Template Class TensorWrap

Class Documentation

template<typename T, int... Strides>
class TensorWrap

TensorWrap class is a non-owning wrap of a N-D tensor used for easy access of its elements in CUDA device.

TensorWrap is a wrapper of a multi-dimensional tensor that can have one or more of its N dimension strides, or pitches, defined either at compile-time or at run-time. Each pitch in Strides represents the offset in bytes as a compile-time template parameter that will be applied from the first (slowest changing) dimension to the last (fastest changing) dimension of the tensor, in that order. Each dimension with run-time pitch is specified as -1 in the Strides template parameter.

Template arguments:

  • T type of the values inside the tensor

  • Strides sequence of compile- or run-time pitches (-1 indicates run-time)
━━━━━━━━━━━━━━━━━━━━
# PROBLEM 1
Answer from the TensorWrap documentation:
(a) On what kind of device is TensorWrap meant to give easy access to tensor elements?
(b) In what unit is the offset of each pitch in Strides given?
(c) What value in Strides marks a dimension whose pitch is set at run time?
# PROBLEM 2
Please resume the TensorWrap documentation from the point where it stops.
The items have nothing to do with the text.
━━━━━━━━━━━━━━━━━━━━
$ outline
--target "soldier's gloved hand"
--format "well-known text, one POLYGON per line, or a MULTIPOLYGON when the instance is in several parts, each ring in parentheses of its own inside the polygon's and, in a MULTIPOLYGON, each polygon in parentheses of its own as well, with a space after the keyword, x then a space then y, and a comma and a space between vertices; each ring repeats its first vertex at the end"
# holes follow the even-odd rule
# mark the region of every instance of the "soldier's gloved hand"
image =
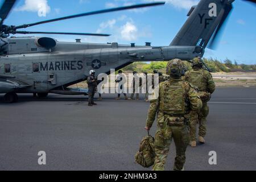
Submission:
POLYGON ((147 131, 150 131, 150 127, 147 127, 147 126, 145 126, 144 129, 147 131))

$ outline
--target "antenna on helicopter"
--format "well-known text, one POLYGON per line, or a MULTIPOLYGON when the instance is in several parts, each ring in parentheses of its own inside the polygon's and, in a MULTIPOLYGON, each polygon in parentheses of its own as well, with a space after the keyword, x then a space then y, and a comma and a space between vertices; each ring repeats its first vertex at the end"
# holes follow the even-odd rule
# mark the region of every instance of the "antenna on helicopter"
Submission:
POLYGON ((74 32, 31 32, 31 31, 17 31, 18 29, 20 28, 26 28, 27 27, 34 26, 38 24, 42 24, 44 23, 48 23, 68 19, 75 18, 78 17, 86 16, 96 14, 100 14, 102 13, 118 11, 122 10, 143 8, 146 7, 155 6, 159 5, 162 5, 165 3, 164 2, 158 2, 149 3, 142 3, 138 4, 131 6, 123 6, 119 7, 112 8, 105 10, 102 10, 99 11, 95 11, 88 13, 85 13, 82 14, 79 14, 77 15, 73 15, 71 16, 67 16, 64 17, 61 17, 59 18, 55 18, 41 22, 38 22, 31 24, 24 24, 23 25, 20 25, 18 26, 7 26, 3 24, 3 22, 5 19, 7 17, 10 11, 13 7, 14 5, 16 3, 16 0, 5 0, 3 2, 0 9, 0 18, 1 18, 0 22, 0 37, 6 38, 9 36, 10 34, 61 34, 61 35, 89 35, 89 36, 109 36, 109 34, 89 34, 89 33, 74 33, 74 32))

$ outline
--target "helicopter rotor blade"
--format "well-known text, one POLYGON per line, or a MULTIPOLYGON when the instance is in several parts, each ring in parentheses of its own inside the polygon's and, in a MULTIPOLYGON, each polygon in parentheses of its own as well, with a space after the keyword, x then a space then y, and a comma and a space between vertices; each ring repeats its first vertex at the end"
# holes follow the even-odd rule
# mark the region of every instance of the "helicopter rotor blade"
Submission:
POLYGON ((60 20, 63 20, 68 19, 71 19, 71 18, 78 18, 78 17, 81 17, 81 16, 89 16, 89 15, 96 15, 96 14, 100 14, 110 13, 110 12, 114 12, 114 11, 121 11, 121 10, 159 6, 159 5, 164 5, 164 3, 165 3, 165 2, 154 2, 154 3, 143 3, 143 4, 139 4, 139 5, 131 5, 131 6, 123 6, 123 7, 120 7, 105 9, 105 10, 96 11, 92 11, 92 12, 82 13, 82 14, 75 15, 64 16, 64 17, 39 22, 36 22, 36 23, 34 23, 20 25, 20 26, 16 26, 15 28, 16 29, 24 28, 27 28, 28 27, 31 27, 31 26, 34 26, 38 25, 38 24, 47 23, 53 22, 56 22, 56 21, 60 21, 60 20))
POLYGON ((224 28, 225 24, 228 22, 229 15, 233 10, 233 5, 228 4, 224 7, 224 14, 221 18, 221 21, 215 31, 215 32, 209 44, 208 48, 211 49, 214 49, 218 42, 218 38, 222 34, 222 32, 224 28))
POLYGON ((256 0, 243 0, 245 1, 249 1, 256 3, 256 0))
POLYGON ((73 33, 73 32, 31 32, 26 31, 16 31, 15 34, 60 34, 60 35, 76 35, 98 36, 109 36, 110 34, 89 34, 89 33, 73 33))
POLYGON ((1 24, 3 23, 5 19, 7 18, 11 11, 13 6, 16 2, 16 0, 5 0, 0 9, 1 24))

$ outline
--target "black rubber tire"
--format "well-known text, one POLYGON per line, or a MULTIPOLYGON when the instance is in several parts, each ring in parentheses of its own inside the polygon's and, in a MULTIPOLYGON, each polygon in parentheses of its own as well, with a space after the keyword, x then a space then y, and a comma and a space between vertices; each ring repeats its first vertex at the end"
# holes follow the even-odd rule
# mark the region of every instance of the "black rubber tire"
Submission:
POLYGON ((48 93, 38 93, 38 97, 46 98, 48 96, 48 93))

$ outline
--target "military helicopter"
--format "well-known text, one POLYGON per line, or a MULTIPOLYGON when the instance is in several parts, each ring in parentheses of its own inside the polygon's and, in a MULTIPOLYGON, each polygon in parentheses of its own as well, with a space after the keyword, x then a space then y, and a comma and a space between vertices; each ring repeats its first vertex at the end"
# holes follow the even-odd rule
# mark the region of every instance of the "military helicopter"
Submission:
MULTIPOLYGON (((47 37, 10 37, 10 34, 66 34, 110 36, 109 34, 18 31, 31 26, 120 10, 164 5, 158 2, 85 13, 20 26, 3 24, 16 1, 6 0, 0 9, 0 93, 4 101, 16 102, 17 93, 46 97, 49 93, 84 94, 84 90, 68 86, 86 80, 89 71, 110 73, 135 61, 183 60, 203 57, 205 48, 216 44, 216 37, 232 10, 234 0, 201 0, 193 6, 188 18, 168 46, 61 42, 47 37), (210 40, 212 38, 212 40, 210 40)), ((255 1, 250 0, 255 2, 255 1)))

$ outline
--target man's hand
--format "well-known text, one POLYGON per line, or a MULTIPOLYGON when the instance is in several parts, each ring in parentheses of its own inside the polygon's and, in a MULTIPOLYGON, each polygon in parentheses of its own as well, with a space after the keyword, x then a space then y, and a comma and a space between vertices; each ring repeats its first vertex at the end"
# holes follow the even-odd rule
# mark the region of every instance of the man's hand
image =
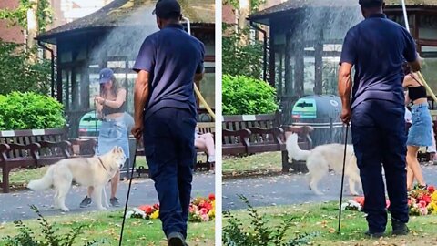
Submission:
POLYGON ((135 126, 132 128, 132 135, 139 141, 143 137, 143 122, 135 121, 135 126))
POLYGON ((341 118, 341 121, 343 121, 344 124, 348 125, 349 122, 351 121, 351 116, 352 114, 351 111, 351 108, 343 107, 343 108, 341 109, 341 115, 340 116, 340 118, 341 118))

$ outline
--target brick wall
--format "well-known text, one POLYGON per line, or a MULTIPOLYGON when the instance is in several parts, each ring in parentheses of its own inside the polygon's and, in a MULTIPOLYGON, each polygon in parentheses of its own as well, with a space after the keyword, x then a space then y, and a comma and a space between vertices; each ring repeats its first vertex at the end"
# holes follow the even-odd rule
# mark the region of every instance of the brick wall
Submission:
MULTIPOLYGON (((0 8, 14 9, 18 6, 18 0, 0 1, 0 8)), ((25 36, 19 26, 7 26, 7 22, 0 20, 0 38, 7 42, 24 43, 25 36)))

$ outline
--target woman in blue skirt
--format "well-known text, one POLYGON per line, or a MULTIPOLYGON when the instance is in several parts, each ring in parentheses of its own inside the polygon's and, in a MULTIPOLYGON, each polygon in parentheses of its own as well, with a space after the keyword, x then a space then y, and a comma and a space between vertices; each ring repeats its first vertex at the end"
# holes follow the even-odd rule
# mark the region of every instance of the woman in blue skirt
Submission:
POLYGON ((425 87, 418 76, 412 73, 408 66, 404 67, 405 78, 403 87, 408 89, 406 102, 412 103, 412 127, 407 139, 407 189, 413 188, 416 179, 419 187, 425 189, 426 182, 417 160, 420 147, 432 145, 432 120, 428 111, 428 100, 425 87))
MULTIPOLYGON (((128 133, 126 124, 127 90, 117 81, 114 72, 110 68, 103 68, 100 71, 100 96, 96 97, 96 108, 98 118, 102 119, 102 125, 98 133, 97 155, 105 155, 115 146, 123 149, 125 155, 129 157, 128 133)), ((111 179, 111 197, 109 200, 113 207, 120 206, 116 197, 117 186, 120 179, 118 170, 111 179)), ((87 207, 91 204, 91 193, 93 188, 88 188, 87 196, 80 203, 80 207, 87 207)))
━━━━━━━━━━━━━━━━━━━━
# EXPECTED ANSWER 1
(a) A CUDA device.
(b) Bytes.
(c) -1.

# EXPECTED ANSWER 2
    • Y compile-time pitches

    • X run-time pitches

    • N dimensions, where N = X + Y

For example, in the code below a wrap is defined for an NHWC 4D tensor where each sample image in N has a run-time image pitch (first -1 in template argument), and each row in H has a run-time row pitch (second -1), a pixel in W has a compile-time constant pitch as the size of the pixel type and a channel in C has also a compile-time constant pitch as the size of the channel type.

using DataType = ...;
using ChannelType = BaseType<DataType>;
using TensorWrap = TensorWrap<ChannelType, -1, -1, sizeof(DataType), sizeof(ChannelType)>;
std::byte *imageData = ...;
int imgStride = ...;
int rowStride = ...;
TensorWrap tensorWrap(imageData, imgStride, rowStride);
// Elements may be accessed via operator[] using an int4 argument.  They can also be accessed via pointer using
// the ptr method with up to 4 integer arguments.

Tensor wrapper class specialized for non-constant value type.

Template Parameters:
  • T – Type (it can be const) of each element inside the tensor wrapper.

  • Strides – Each compile-time (use -1 for run-time) pitch in bytes from first to last dimension.

  • T – Type (non-const) of each element inside the tensor wrapper.

  • Strides – Each compile-time (use -1 for run-time) pitch in bytes from first to last dimension.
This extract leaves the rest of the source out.